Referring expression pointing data
......

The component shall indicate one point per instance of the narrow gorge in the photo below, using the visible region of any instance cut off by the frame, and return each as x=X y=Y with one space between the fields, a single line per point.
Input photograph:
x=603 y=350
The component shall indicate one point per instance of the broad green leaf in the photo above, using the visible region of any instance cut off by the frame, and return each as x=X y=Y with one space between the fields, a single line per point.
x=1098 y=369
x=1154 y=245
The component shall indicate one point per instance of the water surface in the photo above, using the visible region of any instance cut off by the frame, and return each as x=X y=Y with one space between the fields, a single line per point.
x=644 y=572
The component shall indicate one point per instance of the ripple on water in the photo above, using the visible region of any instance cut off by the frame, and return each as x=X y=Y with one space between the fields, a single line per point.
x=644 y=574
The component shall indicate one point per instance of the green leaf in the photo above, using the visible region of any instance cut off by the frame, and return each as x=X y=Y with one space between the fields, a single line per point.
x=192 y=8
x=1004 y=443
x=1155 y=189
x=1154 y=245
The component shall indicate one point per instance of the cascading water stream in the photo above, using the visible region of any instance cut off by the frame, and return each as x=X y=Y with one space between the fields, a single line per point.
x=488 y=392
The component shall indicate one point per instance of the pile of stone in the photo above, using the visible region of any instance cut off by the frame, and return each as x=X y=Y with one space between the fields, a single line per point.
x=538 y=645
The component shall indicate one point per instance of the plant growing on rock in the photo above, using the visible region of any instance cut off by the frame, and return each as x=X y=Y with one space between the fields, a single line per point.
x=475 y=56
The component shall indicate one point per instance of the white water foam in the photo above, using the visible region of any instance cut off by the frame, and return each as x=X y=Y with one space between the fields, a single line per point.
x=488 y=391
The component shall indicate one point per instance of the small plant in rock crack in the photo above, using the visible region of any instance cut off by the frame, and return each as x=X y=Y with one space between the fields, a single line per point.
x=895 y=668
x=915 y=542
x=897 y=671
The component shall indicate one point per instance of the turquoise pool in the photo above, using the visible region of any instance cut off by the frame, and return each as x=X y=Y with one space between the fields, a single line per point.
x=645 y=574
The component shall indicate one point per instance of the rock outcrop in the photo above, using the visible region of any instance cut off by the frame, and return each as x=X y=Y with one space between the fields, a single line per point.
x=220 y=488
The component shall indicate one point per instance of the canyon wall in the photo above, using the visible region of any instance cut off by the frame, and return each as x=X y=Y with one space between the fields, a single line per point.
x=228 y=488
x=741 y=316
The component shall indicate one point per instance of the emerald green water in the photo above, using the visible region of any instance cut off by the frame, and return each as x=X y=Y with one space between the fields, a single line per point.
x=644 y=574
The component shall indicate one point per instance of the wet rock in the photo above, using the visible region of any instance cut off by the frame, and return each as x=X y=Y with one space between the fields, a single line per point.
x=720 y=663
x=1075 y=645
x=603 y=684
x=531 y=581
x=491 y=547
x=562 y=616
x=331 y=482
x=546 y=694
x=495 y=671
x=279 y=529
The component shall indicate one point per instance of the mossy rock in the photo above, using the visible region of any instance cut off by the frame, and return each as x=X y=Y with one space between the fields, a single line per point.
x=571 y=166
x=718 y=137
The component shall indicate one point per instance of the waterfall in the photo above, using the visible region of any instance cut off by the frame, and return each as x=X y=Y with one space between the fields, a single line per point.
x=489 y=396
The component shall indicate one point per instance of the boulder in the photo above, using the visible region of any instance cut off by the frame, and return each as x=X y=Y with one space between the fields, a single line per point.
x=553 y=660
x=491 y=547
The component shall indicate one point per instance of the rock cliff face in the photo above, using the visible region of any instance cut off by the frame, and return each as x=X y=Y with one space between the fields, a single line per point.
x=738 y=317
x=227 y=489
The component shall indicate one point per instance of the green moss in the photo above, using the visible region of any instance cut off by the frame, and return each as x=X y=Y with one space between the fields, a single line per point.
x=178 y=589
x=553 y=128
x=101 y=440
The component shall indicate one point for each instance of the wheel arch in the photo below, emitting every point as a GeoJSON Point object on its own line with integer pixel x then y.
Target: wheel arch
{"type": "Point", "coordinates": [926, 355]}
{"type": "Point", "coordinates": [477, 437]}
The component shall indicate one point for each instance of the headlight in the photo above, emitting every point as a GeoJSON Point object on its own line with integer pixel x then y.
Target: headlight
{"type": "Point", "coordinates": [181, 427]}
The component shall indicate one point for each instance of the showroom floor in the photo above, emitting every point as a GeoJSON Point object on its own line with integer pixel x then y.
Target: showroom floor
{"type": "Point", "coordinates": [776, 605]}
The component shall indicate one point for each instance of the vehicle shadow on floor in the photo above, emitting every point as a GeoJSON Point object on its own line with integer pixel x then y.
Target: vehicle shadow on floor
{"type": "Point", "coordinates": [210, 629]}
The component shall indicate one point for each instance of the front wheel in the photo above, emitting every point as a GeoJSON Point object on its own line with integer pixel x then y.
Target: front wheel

......

- **DIRECTIONS FOR THIS TASK**: Copy out each line of the entries that holds "front".

- **ANSWER TO THE PROBLEM**:
The component shall indicate one point for each instance of the front wheel in the photo above, emitting every point as a GeoJSON Point object on its own line with integer pixel x then y.
Target: front wheel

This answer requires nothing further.